How would you sum up the article on democracy's global decline in two sentences?

■ Article
▶

Democracy undergoing 'alarming' decline around the world, study finds
Democracy is undergoing an “alarming” decline across
the world as a growing number of countries move towards authoritarian rule,
according to the Freedom House think tank.
The US organisation’s annual “Freedom in the World”
report found 2018 was the 13th consecutive year of deteriorating freedoms
around the globe.
A total of 68 countries suffered a decline in
political rights and civil liberties during the past 12 months, with only 50
counties registering any progress in these areas, it said.
“More authoritarian powers are now banning
opposition groups or jailing their leaders, dispensing with term limits, and
tightening the screws on any independent media that remain,” the report stated.
Experts also identified a troubling “crisis of
confidence” in the US and Europe, where far-right populist forces are pushing
against long-held democratic principles like the separation of powers, press
freedom and the legal protection of migrants.

◀

■ Data listing
▶

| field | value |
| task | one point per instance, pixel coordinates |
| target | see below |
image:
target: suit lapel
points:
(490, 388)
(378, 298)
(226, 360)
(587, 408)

◀
▶

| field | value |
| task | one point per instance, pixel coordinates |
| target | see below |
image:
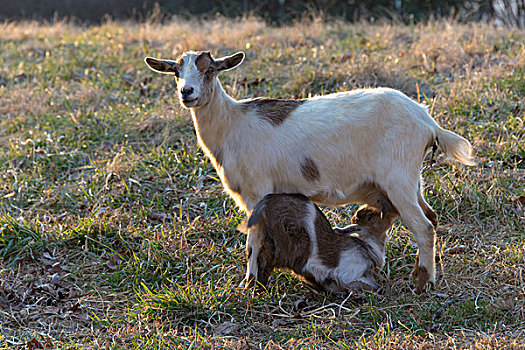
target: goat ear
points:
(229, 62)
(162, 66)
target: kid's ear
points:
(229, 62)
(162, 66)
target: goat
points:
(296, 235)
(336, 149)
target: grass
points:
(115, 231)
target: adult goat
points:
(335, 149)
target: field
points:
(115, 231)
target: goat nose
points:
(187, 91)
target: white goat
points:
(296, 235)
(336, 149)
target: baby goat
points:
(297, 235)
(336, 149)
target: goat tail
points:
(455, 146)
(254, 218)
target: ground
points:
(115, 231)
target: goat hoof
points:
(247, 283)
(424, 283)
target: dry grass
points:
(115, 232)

◀

■ The output
According to the Freedom House think tank's annual "Freedom in the World" report, democracy is in "alarming" decline worldwide, and 2018 was the 13th consecutive year of deteriorating freedoms, with 68 countries losing political rights and civil liberties and only 50 registering progress. The report says authoritarian powers are banning opposition groups, jailing their leaders, dropping term limits and squeezing independent media, while experts also see a "crisis of confidence" in the US and Europe, where far-right populist forces are pushing against principles such as the separation of powers, press freedom and the legal protection of migrants.